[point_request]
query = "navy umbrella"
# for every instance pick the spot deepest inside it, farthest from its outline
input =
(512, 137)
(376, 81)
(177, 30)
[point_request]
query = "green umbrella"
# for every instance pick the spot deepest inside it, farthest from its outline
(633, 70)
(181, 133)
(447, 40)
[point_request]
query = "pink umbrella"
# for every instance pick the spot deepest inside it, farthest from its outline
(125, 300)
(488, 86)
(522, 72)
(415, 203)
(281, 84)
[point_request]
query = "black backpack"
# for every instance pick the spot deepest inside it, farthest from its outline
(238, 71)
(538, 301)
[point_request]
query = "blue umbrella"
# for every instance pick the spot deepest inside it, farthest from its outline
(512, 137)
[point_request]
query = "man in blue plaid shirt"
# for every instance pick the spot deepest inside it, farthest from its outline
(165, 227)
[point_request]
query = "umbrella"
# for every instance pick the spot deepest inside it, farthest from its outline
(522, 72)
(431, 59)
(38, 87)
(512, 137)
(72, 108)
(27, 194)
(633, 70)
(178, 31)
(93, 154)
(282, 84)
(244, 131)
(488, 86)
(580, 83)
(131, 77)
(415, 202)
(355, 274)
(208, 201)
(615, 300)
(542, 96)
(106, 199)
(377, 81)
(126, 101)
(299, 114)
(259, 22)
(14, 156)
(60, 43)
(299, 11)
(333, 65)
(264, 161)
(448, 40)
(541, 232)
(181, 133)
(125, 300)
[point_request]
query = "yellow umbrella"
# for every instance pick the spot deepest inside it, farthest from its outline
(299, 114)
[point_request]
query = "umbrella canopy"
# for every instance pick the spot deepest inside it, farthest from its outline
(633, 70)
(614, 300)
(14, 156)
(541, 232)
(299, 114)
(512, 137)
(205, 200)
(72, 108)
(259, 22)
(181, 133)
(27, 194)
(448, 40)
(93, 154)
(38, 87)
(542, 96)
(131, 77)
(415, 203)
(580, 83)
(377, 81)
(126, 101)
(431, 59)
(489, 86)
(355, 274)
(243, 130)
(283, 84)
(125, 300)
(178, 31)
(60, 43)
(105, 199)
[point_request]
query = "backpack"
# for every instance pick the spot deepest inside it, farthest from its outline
# # # # #
Print the whole listing again, exactly.

Solution below:
[point_request]
query = "navy umbrella"
# for every instance pick the spot deepest inside it, farthest from its outline
input =
(512, 137)
(376, 81)
(177, 30)
[point_request]
query = "green umbrella"
# for every instance pick the spot deepest inside it, farthest from its outline
(633, 70)
(181, 133)
(447, 40)
[point_request]
query = "pink umbrella"
# for every instance pick the spot deepest inside it, farthest from its outline
(125, 300)
(488, 86)
(522, 72)
(415, 203)
(281, 84)
[point_request]
query = "black backpack"
# for every instance pick the spot deepest inside it, farthest from its outline
(238, 71)
(538, 301)
[point_request]
query = "blue umbrella"
# for every instance pick the spot deepest inside it, farthest from its outline
(512, 137)
[point_request]
query = "man in blue plaid shirt"
# for every instance pick the spot deepest inside it, farthest from its outline
(165, 227)
[point_request]
query = "umbrella"
# for every instance pick the spot deepest inside it, farthest from its outline
(522, 72)
(431, 59)
(38, 87)
(512, 137)
(72, 108)
(27, 194)
(633, 70)
(178, 31)
(93, 154)
(282, 84)
(244, 131)
(488, 86)
(580, 83)
(131, 77)
(415, 202)
(355, 274)
(208, 201)
(615, 300)
(542, 96)
(106, 199)
(377, 81)
(126, 101)
(299, 114)
(259, 22)
(14, 156)
(60, 43)
(299, 11)
(333, 65)
(264, 161)
(448, 40)
(541, 232)
(181, 133)
(125, 300)
[point_request]
query = "yellow umbrella"
# for every instance pick the spot deepest inside it, farthest from its outline
(299, 114)
[point_request]
query = "umbrella canopy"
# for every instance pick the spot deepest inside it, farthest from its outline
(633, 70)
(614, 300)
(14, 156)
(541, 232)
(299, 114)
(512, 137)
(205, 200)
(72, 108)
(259, 22)
(181, 133)
(27, 194)
(448, 40)
(93, 154)
(38, 87)
(542, 96)
(131, 77)
(415, 203)
(580, 83)
(377, 81)
(126, 101)
(431, 59)
(489, 86)
(355, 274)
(243, 130)
(283, 84)
(125, 300)
(178, 31)
(60, 43)
(105, 199)
[point_request]
query = "backpack"
# for every instance pick the spot deepest inside it, farthest from its outline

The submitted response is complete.